§ **Things to do**:
1. Reproduce the stretch from "The cached offline" through "the next batch." in the passage on Pinterest's ad embedding pipeline.
2. Extend the passage on Pinterest's ad embedding pipeline, picking up after its final line.

Offline (daily batch, per user with new offsite activity)
  ──────────────────────────────────────────────────────
  user offsite history → Transformer encoder → last hidden state → feature store

Online (per ad request)
  ──────────────────────────────
  feature store lookup ──┐
                         ├──► context layer ──► final MLP head ──► user embedding
  subject Pin features ──┘
  user demographics  ────┘
                         (live request)

The cached offline state has a daily freshness ceiling — offsite activity within the last ~24 hours is invisible to the served embedding until the next batch.

Production results¶

(Pinterest Internal Data, Related Pins surface; offline evaluation on logged real-traffic ad data.)

Offline evaluation¶

3x–10x increase in Recall@K vs the production model. "Here the candidates that survived the ranking funnel and delivered to the users were considered positive items."

Survival rate & relevance¶

~275–300% lift in median candidate relevance.
+1.08% ads relevance metric on Related Pins overall.
2x more candidates retrieved being delivered to impression.

Topline business metrics¶

~0.7% measurable lift in ROAS (Return on Ad Spend).
~1.4% ROAS lift in top countries (the majority of total revenue).

(Point-per-instance localization data)
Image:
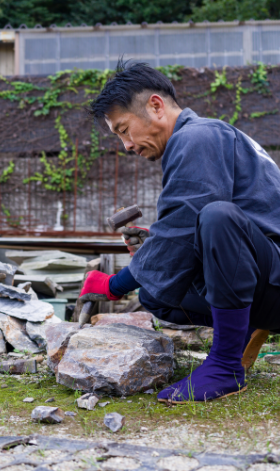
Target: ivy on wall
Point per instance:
(40, 100)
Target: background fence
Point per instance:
(46, 51)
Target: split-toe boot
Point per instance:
(222, 373)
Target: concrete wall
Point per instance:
(46, 51)
(6, 59)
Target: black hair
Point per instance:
(130, 79)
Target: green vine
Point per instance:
(259, 79)
(7, 172)
(260, 114)
(237, 102)
(11, 221)
(220, 81)
(60, 176)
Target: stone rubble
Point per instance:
(87, 401)
(28, 399)
(273, 360)
(49, 415)
(18, 366)
(114, 421)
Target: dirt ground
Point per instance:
(247, 423)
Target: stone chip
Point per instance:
(114, 421)
(50, 415)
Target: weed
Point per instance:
(259, 79)
(220, 81)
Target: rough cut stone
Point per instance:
(170, 325)
(3, 347)
(138, 319)
(14, 293)
(57, 341)
(193, 338)
(34, 311)
(50, 415)
(26, 286)
(273, 360)
(18, 366)
(191, 356)
(53, 264)
(115, 359)
(114, 421)
(37, 330)
(9, 270)
(19, 256)
(87, 401)
(14, 331)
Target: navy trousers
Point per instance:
(234, 260)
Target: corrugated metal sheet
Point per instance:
(6, 58)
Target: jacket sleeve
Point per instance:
(198, 168)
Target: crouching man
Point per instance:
(211, 258)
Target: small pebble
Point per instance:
(114, 421)
(39, 358)
(51, 399)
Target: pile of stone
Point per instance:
(52, 273)
(23, 317)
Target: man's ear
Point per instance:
(156, 105)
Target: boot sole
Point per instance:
(252, 350)
(196, 402)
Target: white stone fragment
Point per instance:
(87, 401)
(114, 421)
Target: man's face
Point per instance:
(145, 134)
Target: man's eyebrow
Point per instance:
(116, 127)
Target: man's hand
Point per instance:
(98, 283)
(134, 238)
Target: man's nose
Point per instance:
(128, 144)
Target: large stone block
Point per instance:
(14, 331)
(58, 337)
(138, 319)
(116, 359)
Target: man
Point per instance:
(208, 259)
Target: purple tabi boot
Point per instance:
(221, 374)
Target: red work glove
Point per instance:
(98, 283)
(134, 237)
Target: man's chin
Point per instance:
(153, 158)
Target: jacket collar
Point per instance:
(186, 115)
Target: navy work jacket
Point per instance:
(205, 160)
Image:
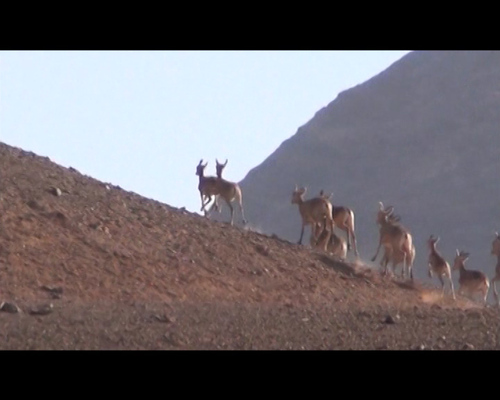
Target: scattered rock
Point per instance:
(163, 318)
(43, 309)
(55, 292)
(34, 205)
(9, 307)
(55, 191)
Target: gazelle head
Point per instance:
(383, 214)
(460, 258)
(432, 241)
(495, 246)
(200, 168)
(324, 196)
(219, 167)
(297, 195)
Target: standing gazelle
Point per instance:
(495, 250)
(343, 218)
(438, 265)
(335, 244)
(206, 185)
(470, 281)
(229, 191)
(395, 238)
(317, 210)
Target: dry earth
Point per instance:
(115, 270)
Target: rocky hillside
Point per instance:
(421, 136)
(87, 265)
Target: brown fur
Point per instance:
(470, 281)
(438, 265)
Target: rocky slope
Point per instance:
(87, 265)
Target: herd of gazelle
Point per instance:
(319, 213)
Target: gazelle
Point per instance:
(206, 185)
(438, 265)
(229, 191)
(398, 257)
(317, 210)
(395, 238)
(334, 244)
(495, 250)
(344, 220)
(218, 169)
(470, 281)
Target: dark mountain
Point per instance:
(422, 136)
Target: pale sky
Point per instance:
(144, 119)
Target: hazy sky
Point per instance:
(144, 119)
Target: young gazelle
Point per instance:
(336, 245)
(206, 186)
(229, 191)
(317, 210)
(495, 250)
(395, 238)
(470, 281)
(344, 219)
(218, 169)
(438, 265)
(398, 257)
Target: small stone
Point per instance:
(42, 310)
(56, 191)
(9, 307)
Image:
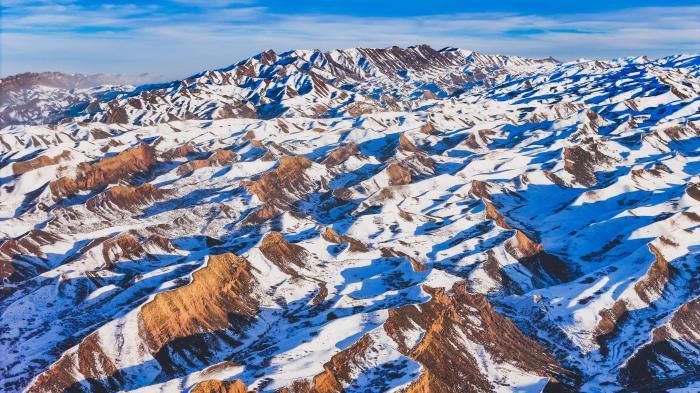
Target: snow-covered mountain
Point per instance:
(48, 97)
(362, 220)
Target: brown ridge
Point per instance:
(126, 197)
(218, 386)
(272, 186)
(340, 154)
(21, 167)
(220, 292)
(219, 158)
(332, 236)
(283, 254)
(106, 171)
(398, 175)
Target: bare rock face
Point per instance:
(22, 257)
(177, 152)
(218, 158)
(398, 175)
(217, 386)
(106, 171)
(287, 256)
(275, 186)
(21, 167)
(360, 220)
(340, 154)
(649, 288)
(89, 361)
(667, 357)
(332, 236)
(125, 197)
(582, 162)
(218, 298)
(449, 369)
(450, 325)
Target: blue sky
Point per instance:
(176, 38)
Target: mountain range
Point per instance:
(359, 220)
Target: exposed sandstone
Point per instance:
(332, 236)
(126, 197)
(398, 175)
(428, 128)
(287, 256)
(340, 154)
(106, 171)
(86, 369)
(21, 167)
(493, 214)
(582, 162)
(288, 177)
(667, 359)
(178, 152)
(218, 386)
(218, 158)
(220, 293)
(24, 247)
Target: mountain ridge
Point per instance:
(360, 220)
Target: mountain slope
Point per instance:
(360, 220)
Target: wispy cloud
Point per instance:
(182, 37)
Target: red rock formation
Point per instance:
(106, 171)
(21, 167)
(25, 246)
(406, 144)
(218, 158)
(217, 386)
(332, 236)
(667, 361)
(88, 365)
(581, 161)
(274, 187)
(178, 152)
(446, 359)
(224, 287)
(449, 367)
(287, 256)
(428, 128)
(340, 154)
(398, 174)
(125, 197)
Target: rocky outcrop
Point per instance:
(288, 257)
(106, 171)
(455, 328)
(582, 161)
(218, 386)
(666, 360)
(649, 288)
(332, 236)
(219, 297)
(125, 197)
(218, 158)
(340, 154)
(21, 167)
(449, 365)
(22, 257)
(87, 368)
(278, 186)
(178, 152)
(398, 175)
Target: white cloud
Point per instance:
(135, 38)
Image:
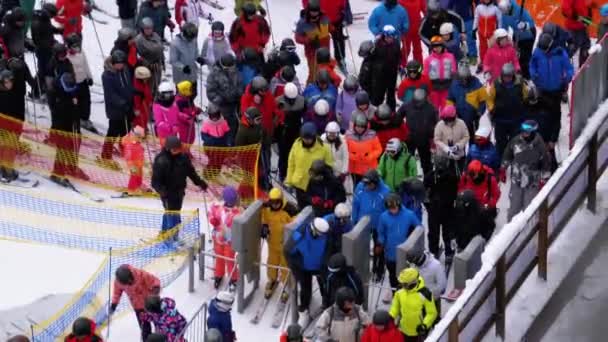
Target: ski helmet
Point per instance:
(366, 48)
(393, 145)
(259, 85)
(323, 56)
(320, 225)
(227, 60)
(392, 201)
(124, 275)
(82, 327)
(321, 107)
(351, 84)
(382, 318)
(153, 304)
(308, 130)
(384, 112)
(336, 263)
(362, 98)
(290, 90)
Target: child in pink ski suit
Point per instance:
(221, 218)
(439, 67)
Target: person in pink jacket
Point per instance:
(138, 285)
(439, 67)
(165, 112)
(499, 54)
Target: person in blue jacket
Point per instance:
(368, 200)
(219, 315)
(389, 13)
(520, 21)
(394, 227)
(307, 252)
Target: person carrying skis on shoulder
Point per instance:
(382, 329)
(396, 164)
(307, 251)
(440, 68)
(138, 285)
(344, 320)
(414, 79)
(220, 317)
(413, 305)
(167, 320)
(249, 30)
(276, 213)
(312, 31)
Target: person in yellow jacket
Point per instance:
(414, 305)
(306, 149)
(277, 212)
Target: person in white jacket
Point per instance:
(339, 151)
(431, 270)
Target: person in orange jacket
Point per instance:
(364, 148)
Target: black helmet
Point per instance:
(392, 200)
(384, 112)
(227, 60)
(118, 56)
(416, 257)
(351, 83)
(336, 263)
(366, 48)
(344, 295)
(50, 9)
(258, 85)
(323, 55)
(323, 77)
(217, 26)
(381, 317)
(308, 130)
(152, 304)
(82, 327)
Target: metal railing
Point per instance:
(523, 244)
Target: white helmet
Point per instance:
(393, 145)
(500, 33)
(290, 90)
(320, 225)
(332, 127)
(342, 210)
(166, 87)
(446, 28)
(321, 107)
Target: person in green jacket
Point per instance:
(238, 4)
(396, 164)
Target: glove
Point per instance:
(502, 175)
(265, 231)
(317, 201)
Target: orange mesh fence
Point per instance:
(78, 156)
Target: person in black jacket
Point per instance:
(324, 190)
(169, 172)
(43, 36)
(421, 117)
(342, 275)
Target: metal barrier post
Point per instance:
(592, 174)
(543, 239)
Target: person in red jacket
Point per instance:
(69, 15)
(578, 17)
(249, 30)
(383, 329)
(481, 180)
(411, 41)
(138, 285)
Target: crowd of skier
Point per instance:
(348, 143)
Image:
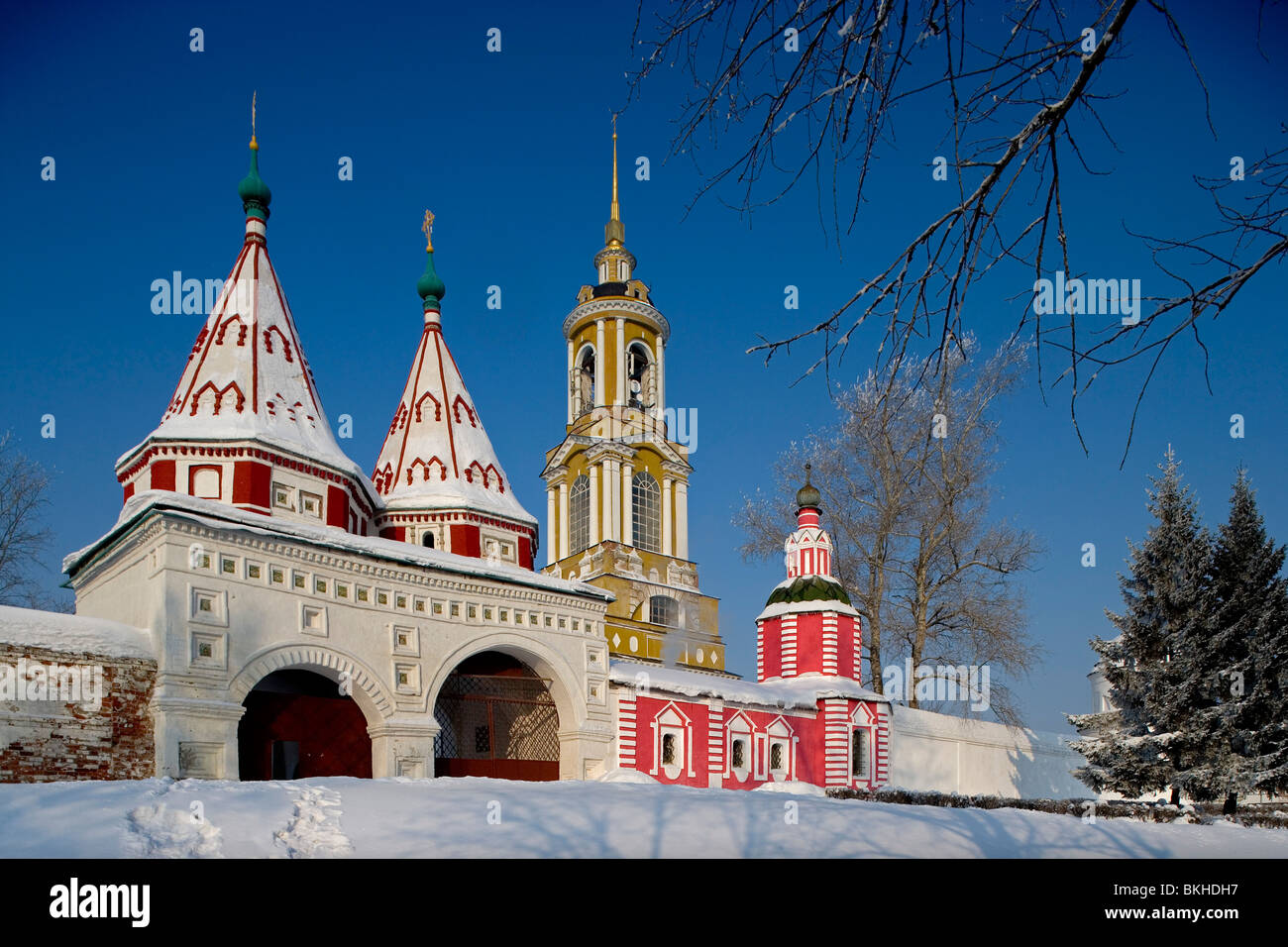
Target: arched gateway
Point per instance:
(497, 719)
(299, 724)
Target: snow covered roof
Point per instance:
(219, 515)
(437, 454)
(72, 633)
(803, 692)
(248, 375)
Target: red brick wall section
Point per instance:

§ **Answers to the tasks**:
1.
The cached offline state has a daily freshness ceiling — offsite activity within the last ~24 hours is invisible to the served embedding until the next batch.

2.
Relationship to Pinterest's other ads-ML systems¶

systems/pinterest-sequential-cg — direct predecessor. Same Transformer-encoder-over-offsite-conversion-history substrate; this system adds context layer, synthetic augmentation, hybrid inference. Both are CGs feeding into the same downstream ranking funnel.
systems/pinterest-shopping-conversion-cg — sibling Pinterest ads CG with a different lineage (shopping ads, parallel DCNv2+MLP cross layers, multi-task with engagement auxiliary, advertiser-level loss). Both are retrieval-stage two-tower models targeting offsite conversions; they coexist as separate candidate pools feeding the L1/L2 ranking funnel. Some shared concepts (concepts/offsite-conversion-sparsity, concepts/two-tower-architecture) but distinct architectural primitives.
systems/pinterest-ads-engagement-model — the ranking-stage unified multi-surface model the CG candidates feed into. Engagement model decides which retrieved candidates survive to auction; the CG's job ends at retrieval.
systems/transformer — the offsite-conversion-history encoder. In this system the Transformer's role is cached offline encoder, not live-inference, distinguishing it from the engagement-model use where Transformer outputs are projected and fed to surface-specific tower trees online.

Caveats¶

No published architecture diagrams — Pinterest names two figures (the contextual sequential two-tower architecture, the synthetic-augmented-data pipeline) but they're not in the ingested markdown.
Topology, hyperparameters undisclosed — Transformer layer/head/hidden-dim count, sequence length, context-layer dimensions, MLP head dimensions, dropout rate, embedding dimensions, batch size all unspecified.
Daily-refresh staleness impact unquantified — Pinterest doesn't disclose the candidate-quality cost of stale-by-up-to-24-hour offsite history.
Pseudo-context projection function unspecified — "projecting the interest category features" doesn't name sum/mean/attention/learned projection.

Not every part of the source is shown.